#### Selected extract

Thanks to Riley Zecca for running the comparison. Screenshot: DiffChecker.

Here’s the comparison of text – not often you see an organisation deliberately replace a nicely formatted version (here, on the right), with the basic unformatted one. And all to cover a U-turn…

Some implications

It’s tempting simply to be depressed by this episode, confirming as it does the view that behind closed doors, internal UN processes can be all too easily bent to the will of a few powerful OECD member states. Some would argue this is a reason not to seek a UN forum for international tax issues if the same countries will dominate as they do at the UN.

But there’s already a difference: here, we know which countries opposed this measure, because unlike most OECD negotiations, formal UN processes are public. And here, the results were published – even if only briefly. So even this bad example of UN performance confirms its relative appeal, if what we hope for is a broadly transparent process, with some degree of accountability. (The underlying problem of power imbalances between imperial, post-imperial powers and others cannot be solved by choice of forum – but the costs of those inequalities can be mitigated to a degree.)

########
#### Source information

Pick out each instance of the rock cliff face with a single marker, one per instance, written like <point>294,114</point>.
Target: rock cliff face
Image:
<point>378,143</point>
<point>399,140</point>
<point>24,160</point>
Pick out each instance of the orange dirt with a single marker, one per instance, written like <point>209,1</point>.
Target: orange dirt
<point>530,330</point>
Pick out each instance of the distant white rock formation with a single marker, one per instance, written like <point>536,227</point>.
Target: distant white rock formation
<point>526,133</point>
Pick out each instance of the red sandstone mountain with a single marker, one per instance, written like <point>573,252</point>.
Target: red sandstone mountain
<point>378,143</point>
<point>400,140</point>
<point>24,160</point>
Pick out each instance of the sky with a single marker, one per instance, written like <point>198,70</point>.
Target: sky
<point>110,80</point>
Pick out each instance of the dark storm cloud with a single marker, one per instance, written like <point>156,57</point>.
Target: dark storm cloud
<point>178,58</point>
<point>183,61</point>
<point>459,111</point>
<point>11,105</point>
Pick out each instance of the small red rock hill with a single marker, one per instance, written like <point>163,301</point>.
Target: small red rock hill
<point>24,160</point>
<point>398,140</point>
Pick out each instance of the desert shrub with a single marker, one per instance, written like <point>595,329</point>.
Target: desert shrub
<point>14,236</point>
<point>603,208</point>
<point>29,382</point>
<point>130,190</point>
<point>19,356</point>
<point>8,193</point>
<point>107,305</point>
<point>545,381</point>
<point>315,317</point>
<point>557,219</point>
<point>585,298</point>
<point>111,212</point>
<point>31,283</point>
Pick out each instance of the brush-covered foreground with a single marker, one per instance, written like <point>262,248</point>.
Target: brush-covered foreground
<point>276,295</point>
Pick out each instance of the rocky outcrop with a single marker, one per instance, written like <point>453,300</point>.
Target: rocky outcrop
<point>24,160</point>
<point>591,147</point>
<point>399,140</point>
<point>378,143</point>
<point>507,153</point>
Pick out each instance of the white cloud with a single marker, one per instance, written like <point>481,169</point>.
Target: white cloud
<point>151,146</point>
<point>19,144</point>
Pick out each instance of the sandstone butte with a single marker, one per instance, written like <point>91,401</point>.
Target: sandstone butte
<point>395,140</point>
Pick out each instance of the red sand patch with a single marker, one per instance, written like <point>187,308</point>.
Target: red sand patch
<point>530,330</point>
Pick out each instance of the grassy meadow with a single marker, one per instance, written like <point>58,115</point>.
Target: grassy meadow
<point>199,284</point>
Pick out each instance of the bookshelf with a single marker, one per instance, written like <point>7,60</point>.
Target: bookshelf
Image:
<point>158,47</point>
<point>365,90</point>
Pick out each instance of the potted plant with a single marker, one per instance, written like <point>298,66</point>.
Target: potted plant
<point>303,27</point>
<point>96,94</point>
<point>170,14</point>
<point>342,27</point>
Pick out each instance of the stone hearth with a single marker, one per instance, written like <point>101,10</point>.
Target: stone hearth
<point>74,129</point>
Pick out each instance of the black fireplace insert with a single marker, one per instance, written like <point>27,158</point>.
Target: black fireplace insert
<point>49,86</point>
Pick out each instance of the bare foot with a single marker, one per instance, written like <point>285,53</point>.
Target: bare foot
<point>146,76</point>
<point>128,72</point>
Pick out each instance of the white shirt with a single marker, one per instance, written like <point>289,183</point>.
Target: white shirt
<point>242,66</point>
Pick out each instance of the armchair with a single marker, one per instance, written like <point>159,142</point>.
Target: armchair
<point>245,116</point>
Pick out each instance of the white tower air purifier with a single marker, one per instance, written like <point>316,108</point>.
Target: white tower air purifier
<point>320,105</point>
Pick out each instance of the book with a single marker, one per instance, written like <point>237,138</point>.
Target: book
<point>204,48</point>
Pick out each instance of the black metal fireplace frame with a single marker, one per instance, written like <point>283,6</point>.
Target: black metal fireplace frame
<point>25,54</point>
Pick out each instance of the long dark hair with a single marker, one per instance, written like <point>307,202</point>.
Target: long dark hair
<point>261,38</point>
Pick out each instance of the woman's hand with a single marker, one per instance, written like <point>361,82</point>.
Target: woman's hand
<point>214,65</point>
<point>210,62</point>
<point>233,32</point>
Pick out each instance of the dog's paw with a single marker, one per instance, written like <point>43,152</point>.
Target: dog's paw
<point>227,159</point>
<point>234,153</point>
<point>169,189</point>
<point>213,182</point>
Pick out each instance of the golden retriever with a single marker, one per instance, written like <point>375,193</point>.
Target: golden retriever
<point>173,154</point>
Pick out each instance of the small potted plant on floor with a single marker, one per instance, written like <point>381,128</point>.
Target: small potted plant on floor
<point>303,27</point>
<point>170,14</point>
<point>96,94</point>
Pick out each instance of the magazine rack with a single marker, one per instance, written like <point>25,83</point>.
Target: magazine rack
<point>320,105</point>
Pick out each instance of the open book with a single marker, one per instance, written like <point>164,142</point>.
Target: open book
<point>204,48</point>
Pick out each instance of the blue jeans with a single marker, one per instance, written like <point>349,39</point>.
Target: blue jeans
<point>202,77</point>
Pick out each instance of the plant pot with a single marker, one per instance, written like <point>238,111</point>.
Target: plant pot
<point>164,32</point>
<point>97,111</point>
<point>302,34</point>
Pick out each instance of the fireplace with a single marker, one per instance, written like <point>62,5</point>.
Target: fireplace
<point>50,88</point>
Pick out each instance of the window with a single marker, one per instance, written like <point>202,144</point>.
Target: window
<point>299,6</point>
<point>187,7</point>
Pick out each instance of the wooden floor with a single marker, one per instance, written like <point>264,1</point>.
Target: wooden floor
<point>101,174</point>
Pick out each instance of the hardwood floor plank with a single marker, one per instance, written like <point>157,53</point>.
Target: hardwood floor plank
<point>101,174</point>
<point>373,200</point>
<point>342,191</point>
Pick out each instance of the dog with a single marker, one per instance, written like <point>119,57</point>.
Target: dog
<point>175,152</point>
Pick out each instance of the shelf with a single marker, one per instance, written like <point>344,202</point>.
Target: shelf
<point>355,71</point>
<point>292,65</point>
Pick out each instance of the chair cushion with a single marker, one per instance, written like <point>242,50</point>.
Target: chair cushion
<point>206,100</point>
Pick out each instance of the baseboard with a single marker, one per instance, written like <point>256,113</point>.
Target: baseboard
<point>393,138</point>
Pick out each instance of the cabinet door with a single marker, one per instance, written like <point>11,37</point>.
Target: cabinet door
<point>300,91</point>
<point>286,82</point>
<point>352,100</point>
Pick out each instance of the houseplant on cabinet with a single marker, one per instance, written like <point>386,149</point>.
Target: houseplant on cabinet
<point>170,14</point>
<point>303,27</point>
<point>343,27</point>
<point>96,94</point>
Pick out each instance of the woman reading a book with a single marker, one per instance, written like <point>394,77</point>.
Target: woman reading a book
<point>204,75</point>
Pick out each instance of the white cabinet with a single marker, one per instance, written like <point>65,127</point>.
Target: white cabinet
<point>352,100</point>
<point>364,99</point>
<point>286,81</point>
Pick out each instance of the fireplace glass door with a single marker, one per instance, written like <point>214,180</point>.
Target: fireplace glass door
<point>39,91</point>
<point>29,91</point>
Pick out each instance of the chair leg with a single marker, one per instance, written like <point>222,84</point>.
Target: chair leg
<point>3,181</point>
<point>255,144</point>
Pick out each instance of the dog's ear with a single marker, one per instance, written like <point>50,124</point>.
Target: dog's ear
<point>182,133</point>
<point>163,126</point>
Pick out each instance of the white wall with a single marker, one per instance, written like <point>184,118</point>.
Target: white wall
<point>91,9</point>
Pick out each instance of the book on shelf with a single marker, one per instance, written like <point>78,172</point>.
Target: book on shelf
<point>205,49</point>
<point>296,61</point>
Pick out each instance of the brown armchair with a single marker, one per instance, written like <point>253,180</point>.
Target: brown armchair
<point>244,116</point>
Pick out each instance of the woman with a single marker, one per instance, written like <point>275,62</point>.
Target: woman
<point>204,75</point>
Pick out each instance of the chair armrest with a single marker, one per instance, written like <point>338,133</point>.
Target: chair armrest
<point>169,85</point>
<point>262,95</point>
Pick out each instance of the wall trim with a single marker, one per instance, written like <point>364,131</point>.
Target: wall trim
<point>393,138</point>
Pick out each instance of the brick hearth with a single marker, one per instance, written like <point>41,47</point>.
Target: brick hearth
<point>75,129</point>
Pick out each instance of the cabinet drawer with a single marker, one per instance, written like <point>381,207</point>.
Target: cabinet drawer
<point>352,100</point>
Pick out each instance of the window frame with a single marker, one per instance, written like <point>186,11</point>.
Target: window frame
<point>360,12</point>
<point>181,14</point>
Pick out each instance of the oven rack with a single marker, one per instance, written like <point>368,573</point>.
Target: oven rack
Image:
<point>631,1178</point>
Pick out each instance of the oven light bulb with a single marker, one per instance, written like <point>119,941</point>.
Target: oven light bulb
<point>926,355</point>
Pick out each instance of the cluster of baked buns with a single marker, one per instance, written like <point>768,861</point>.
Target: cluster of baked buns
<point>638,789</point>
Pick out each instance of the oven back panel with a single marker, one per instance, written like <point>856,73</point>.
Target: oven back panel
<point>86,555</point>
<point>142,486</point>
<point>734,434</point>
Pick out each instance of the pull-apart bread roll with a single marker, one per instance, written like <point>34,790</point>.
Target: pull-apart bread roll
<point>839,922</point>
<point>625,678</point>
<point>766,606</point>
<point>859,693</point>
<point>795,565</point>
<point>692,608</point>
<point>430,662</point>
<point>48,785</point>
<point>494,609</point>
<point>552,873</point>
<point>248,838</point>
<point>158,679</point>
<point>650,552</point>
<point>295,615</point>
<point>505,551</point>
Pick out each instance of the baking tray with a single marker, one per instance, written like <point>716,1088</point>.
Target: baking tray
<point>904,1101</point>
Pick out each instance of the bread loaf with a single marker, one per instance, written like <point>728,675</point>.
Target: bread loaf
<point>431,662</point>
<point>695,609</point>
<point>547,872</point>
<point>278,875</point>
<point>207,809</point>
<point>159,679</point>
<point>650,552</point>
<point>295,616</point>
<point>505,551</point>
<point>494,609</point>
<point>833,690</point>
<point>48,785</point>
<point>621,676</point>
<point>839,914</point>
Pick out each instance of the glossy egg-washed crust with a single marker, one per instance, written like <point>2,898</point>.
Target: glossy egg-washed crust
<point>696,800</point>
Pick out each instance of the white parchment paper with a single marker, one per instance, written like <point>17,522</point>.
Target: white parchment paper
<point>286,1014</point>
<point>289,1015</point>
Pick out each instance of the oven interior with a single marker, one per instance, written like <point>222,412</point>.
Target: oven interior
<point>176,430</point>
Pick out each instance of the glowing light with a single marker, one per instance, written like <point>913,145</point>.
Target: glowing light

########

Please carry on the commentary about the UN tax reversal from where it stops.

For Tuesday’s ministers of finance meeting, this episode sends a clear signal – the opposition will not tolerate the beginning of negotiations over a UN tax convention. And yet such a blatant display of that blocking power may have the opposite result. The G77 group of countries had drafted a resolution last year to start negotiations, but ultimately withdrew it to save consensus on other points. This meeting now offers a straightforward opportunity to raise it again, in the knowledge that there has been broad backing within the process already. I’ll be sure to mention it, at least, in the unlikely event I’m called on to speak… And media interest may just have been piqued by the UN’s strange reversal.

For the UN FACTI panel, the position could not be clearer. All of the discussions and background research confirms the need for a UN tax convention, alongside other major reforms. The interim report due out later this month should identify the gap, and in doing so lay the ground for discussions with UN member states that could form the basis for a specific recommendation for the possible content of a UN tax convention, when the final report comes out early next year.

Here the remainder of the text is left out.